Picture annotation records:
•••
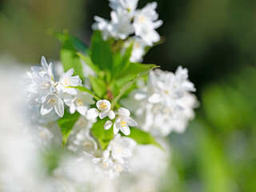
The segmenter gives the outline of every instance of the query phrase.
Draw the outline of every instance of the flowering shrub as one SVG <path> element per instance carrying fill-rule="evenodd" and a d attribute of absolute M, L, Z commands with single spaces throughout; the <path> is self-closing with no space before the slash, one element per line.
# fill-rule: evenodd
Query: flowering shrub
<path fill-rule="evenodd" d="M 53 140 L 51 127 L 58 124 L 62 145 L 90 158 L 95 170 L 111 178 L 130 171 L 126 159 L 137 145 L 163 150 L 159 141 L 172 131 L 182 133 L 197 106 L 187 69 L 172 73 L 140 63 L 160 41 L 155 30 L 162 22 L 156 2 L 141 10 L 137 3 L 110 0 L 111 20 L 94 17 L 90 47 L 53 32 L 62 44 L 64 72 L 42 57 L 41 66 L 27 73 L 28 110 L 41 138 Z"/>

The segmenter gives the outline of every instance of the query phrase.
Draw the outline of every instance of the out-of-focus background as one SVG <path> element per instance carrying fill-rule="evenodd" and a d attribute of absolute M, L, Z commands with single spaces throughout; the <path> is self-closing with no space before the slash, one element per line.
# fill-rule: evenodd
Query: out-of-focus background
<path fill-rule="evenodd" d="M 256 1 L 157 2 L 165 42 L 144 62 L 187 67 L 201 102 L 186 133 L 170 137 L 162 191 L 256 191 Z M 110 11 L 107 0 L 0 0 L 0 70 L 6 58 L 24 66 L 42 55 L 58 60 L 49 29 L 89 44 L 94 16 Z"/>

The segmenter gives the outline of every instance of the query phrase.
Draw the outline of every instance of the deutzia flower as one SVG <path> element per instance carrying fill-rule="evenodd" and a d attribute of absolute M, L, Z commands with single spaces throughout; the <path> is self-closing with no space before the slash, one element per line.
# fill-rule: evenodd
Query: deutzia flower
<path fill-rule="evenodd" d="M 95 119 L 98 116 L 101 119 L 105 118 L 106 116 L 111 120 L 114 118 L 115 114 L 113 110 L 110 110 L 111 103 L 109 101 L 106 99 L 100 100 L 96 102 L 96 106 L 98 110 L 91 108 L 87 111 L 86 117 L 88 120 Z"/>
<path fill-rule="evenodd" d="M 93 163 L 95 164 L 97 172 L 103 172 L 108 174 L 110 178 L 114 177 L 114 170 L 116 168 L 115 163 L 110 158 L 110 152 L 104 150 L 101 158 L 93 158 Z"/>
<path fill-rule="evenodd" d="M 55 112 L 60 117 L 64 114 L 64 102 L 54 94 L 48 94 L 41 107 L 41 114 L 49 114 L 54 108 Z"/>
<path fill-rule="evenodd" d="M 130 117 L 130 111 L 127 109 L 123 107 L 118 109 L 118 117 L 114 123 L 114 134 L 117 134 L 120 130 L 125 135 L 129 135 L 130 133 L 129 126 L 138 126 L 137 122 Z"/>
<path fill-rule="evenodd" d="M 129 13 L 134 13 L 138 0 L 110 0 L 110 6 L 116 10 L 122 8 Z"/>
<path fill-rule="evenodd" d="M 93 30 L 102 31 L 102 38 L 104 41 L 107 40 L 111 36 L 110 30 L 112 26 L 110 22 L 98 16 L 94 16 L 94 20 L 96 22 L 92 26 Z"/>
<path fill-rule="evenodd" d="M 48 65 L 46 62 L 46 59 L 44 56 L 42 56 L 41 58 L 41 66 L 31 66 L 31 70 L 33 72 L 39 74 L 42 76 L 45 75 L 46 74 L 48 74 L 50 76 L 53 76 L 52 63 L 50 62 Z M 29 72 L 27 72 L 27 74 L 29 77 L 31 76 L 31 74 Z"/>
<path fill-rule="evenodd" d="M 134 26 L 135 34 L 139 36 L 149 46 L 160 40 L 160 36 L 155 29 L 162 24 L 162 20 L 158 20 L 156 13 L 157 2 L 148 3 L 143 9 L 138 10 L 134 16 Z"/>
<path fill-rule="evenodd" d="M 70 114 L 74 114 L 75 110 L 78 111 L 82 115 L 86 115 L 90 105 L 95 103 L 94 100 L 92 99 L 86 93 L 78 91 L 77 95 L 64 94 L 64 102 L 66 105 L 70 106 Z"/>
<path fill-rule="evenodd" d="M 111 36 L 116 39 L 125 39 L 134 31 L 126 12 L 118 8 L 111 11 Z"/>
<path fill-rule="evenodd" d="M 70 94 L 77 94 L 77 90 L 74 88 L 67 86 L 80 86 L 82 80 L 78 75 L 73 76 L 74 69 L 70 69 L 65 74 L 62 74 L 58 86 L 56 86 L 58 91 L 62 90 L 63 93 L 68 93 Z"/>
<path fill-rule="evenodd" d="M 36 102 L 43 102 L 49 94 L 54 94 L 56 91 L 54 82 L 48 74 L 42 76 L 34 72 L 32 78 L 33 83 L 28 86 L 27 90 L 30 92 L 30 97 L 34 98 Z"/>
<path fill-rule="evenodd" d="M 145 54 L 145 48 L 147 46 L 146 42 L 136 36 L 130 38 L 130 41 L 126 41 L 125 42 L 125 46 L 128 47 L 130 43 L 134 43 L 133 50 L 130 58 L 130 62 L 142 62 L 143 61 L 143 55 Z"/>
<path fill-rule="evenodd" d="M 111 156 L 114 159 L 123 164 L 123 158 L 132 156 L 132 152 L 136 146 L 136 142 L 132 138 L 121 137 L 118 134 L 110 142 L 107 150 L 111 151 Z"/>

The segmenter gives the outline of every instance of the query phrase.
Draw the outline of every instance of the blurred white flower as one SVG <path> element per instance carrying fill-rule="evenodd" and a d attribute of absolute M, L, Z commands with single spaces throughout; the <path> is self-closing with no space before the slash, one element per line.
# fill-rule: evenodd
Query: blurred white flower
<path fill-rule="evenodd" d="M 115 39 L 126 39 L 134 32 L 134 26 L 128 17 L 127 12 L 120 8 L 113 10 L 111 15 L 111 36 Z"/>
<path fill-rule="evenodd" d="M 92 25 L 92 29 L 94 30 L 100 30 L 104 41 L 110 38 L 112 26 L 110 22 L 98 16 L 94 16 L 94 20 L 96 22 Z"/>
<path fill-rule="evenodd" d="M 66 94 L 63 101 L 66 105 L 70 106 L 70 114 L 74 114 L 76 110 L 82 115 L 86 115 L 90 105 L 95 103 L 86 93 L 78 91 L 76 95 Z"/>
<path fill-rule="evenodd" d="M 158 14 L 155 11 L 157 6 L 157 2 L 151 2 L 137 10 L 133 22 L 135 34 L 150 46 L 160 40 L 160 35 L 155 29 L 162 26 L 162 21 L 158 20 Z"/>
<path fill-rule="evenodd" d="M 86 117 L 88 120 L 95 119 L 99 116 L 101 119 L 105 118 L 106 116 L 109 116 L 110 119 L 114 118 L 114 113 L 111 109 L 111 103 L 108 100 L 100 100 L 96 102 L 96 108 L 90 109 Z"/>
<path fill-rule="evenodd" d="M 114 123 L 114 134 L 117 134 L 119 130 L 126 135 L 130 133 L 130 127 L 136 126 L 137 122 L 130 117 L 130 111 L 123 107 L 118 109 L 118 117 Z"/>
<path fill-rule="evenodd" d="M 150 73 L 147 84 L 122 103 L 134 113 L 142 129 L 166 136 L 172 131 L 184 132 L 188 121 L 193 119 L 194 109 L 198 105 L 190 93 L 194 90 L 186 69 L 178 67 L 175 74 L 155 70 Z"/>
<path fill-rule="evenodd" d="M 49 114 L 54 108 L 60 117 L 64 114 L 64 102 L 57 94 L 48 94 L 41 107 L 41 114 Z"/>
<path fill-rule="evenodd" d="M 116 164 L 110 158 L 110 152 L 104 150 L 101 158 L 93 158 L 93 163 L 95 164 L 95 170 L 108 174 L 110 178 L 114 178 L 114 170 Z"/>
<path fill-rule="evenodd" d="M 82 83 L 79 76 L 75 75 L 72 77 L 73 74 L 74 69 L 72 68 L 62 74 L 56 86 L 58 91 L 62 91 L 63 93 L 68 93 L 70 94 L 77 94 L 77 90 L 74 88 L 67 87 L 80 86 Z"/>
<path fill-rule="evenodd" d="M 135 146 L 136 142 L 132 138 L 117 134 L 110 142 L 107 150 L 111 151 L 111 156 L 114 159 L 124 164 L 123 158 L 130 158 Z"/>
•••
To do: Reproduce the material word for word, starting at its beginning and ending at the line that contains "Query: flowering shrub", with both ends included. Leave the pictures out of your answer.

Response:
The segmenter gives the outline of every instance of the query phrase.
Draw the outline of every instance of the flowering shrub as one SVG <path> element per instance carrying fill-rule="evenodd" and a d attribute of absolute M, L, Z commands with single spaces throughout; the <path> is self-closing with no space before the slash, one element per line.
# fill-rule: evenodd
Query: flowering shrub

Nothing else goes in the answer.